**What is needed**
Below are the records. List every line holding the word "stair".
================
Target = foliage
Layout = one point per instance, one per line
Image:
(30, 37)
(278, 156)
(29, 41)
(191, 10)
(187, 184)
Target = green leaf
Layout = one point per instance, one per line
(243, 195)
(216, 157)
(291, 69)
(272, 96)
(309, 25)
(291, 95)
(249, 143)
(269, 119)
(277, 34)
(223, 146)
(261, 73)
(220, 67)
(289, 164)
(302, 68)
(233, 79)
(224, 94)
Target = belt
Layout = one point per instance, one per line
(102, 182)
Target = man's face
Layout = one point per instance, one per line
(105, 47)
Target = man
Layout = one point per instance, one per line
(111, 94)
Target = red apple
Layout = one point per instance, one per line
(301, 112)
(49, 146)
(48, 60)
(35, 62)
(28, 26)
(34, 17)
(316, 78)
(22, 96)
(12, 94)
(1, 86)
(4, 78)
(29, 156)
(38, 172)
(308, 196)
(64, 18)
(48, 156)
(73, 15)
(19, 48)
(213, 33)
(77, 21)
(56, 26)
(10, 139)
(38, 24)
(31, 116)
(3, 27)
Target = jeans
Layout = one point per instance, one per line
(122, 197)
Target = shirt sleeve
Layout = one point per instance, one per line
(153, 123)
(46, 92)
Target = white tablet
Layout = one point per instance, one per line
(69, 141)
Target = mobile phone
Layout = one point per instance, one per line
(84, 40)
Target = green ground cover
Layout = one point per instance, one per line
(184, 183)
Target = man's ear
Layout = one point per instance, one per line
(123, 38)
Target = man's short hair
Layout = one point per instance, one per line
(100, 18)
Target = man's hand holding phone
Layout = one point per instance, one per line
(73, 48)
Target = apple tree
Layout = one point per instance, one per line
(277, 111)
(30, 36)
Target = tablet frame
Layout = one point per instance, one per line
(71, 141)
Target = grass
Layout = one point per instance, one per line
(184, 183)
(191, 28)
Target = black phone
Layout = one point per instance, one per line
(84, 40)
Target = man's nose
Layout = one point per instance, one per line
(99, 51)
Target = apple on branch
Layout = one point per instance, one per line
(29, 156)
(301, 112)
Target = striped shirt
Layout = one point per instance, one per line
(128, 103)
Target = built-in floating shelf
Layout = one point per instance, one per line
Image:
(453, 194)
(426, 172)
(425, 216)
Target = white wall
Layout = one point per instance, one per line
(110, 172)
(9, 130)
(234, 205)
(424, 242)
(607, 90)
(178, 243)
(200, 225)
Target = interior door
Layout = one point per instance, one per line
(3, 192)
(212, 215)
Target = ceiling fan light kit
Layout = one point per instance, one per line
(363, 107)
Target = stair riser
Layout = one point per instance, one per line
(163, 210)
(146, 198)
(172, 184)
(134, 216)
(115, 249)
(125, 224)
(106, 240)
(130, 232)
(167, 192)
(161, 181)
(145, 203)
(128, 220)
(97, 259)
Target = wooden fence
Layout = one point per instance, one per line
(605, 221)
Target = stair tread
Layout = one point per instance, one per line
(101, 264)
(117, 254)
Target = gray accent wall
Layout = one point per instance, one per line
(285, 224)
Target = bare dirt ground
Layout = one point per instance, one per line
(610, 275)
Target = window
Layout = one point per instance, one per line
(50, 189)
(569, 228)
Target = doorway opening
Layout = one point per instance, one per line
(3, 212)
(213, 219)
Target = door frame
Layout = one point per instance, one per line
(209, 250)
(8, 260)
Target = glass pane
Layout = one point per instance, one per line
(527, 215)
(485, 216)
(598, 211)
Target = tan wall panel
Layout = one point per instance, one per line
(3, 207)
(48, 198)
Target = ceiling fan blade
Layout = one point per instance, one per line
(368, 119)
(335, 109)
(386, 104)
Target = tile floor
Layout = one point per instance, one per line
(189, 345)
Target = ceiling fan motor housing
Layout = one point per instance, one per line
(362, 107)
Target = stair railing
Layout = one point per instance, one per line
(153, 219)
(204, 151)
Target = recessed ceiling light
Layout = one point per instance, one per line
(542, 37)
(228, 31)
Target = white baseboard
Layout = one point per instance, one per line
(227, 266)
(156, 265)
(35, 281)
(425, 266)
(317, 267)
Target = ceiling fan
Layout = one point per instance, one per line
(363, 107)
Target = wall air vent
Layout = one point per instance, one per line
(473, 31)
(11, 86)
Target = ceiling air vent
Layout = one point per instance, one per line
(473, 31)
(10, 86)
================
**Result**
Target = stair riser
Target = stair tread
Target = stair railing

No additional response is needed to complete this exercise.